> **Written request**:
Rewrite all of the items below as a JSON list of strings, one string per line, with blank lines dropped and the pictures left out.

*****

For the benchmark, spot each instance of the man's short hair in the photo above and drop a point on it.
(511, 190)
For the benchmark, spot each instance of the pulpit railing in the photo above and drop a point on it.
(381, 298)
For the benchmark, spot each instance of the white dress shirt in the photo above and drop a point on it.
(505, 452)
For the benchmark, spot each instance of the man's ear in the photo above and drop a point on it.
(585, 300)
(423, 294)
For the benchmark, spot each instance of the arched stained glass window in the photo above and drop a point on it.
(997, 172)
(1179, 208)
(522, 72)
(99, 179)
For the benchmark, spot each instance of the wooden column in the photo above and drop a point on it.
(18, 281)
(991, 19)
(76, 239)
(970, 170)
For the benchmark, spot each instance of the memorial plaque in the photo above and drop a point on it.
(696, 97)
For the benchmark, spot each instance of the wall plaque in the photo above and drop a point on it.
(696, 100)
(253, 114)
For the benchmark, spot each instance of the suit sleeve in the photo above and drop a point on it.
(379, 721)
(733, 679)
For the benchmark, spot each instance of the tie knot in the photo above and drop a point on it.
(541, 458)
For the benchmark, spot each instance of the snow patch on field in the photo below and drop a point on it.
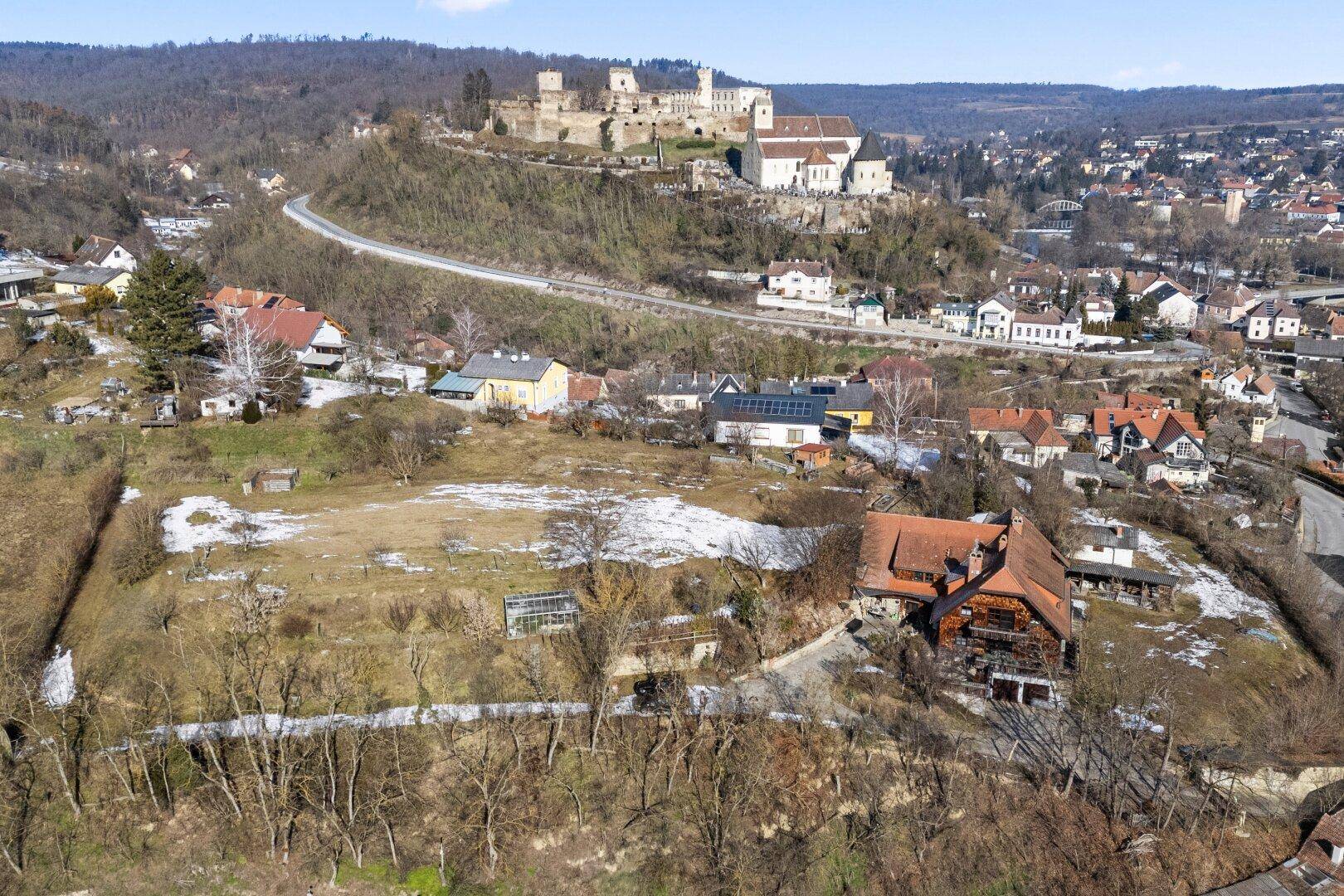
(1218, 597)
(411, 375)
(58, 680)
(657, 531)
(319, 391)
(182, 536)
(905, 455)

*****

> **Solution to the exercise**:
[
  "For the benchmark, spot each instance of the man's short hair in the photo above and drop a point on it.",
  "(511, 190)",
  "For the benchmark, spot each instance of the pulpit railing in the photo above and drop a point on it.",
  "(381, 298)",
  "For the benchmark, spot each instance of the white dress shirt in the photo above and drop a point on it.",
  "(505, 452)",
  "For the benchmark, spot each instance of the man's ear in the photo above and drop a point on it.",
  "(585, 300)",
  "(423, 294)",
  "For the benchmark, spot each instance of the arched stained glass window in the photo above and drop a point on it.",
  "(997, 172)",
  "(1179, 208)",
  "(522, 72)",
  "(99, 179)",
  "For the benchmark, spot each instance of the wooden column in the photo above and drop a point on it.",
  "(18, 281)",
  "(991, 19)",
  "(76, 239)",
  "(970, 170)",
  "For the benchmark, spot each instance of the memorial plaque in the photo above and drop a point on it.",
  "(696, 97)",
  "For the benchmark, spot each instance of the wall plaque in the photo above and drop a point on it.",
  "(696, 100)",
  "(253, 114)",
  "For the benchmark, spot each instance of the suit sleeve in the photo above and drop a point on it.",
  "(379, 721)",
  "(733, 679)",
  "For the benchmark, spot each instance of the tie knot in the photo above and drop a point on it.",
  "(541, 458)",
  "For the benchmark, spot each instance of the snow patch on field in the photo below and drop a point on it.",
  "(1218, 597)",
  "(411, 375)",
  "(58, 680)",
  "(657, 531)",
  "(319, 391)",
  "(182, 536)",
  "(905, 455)"
]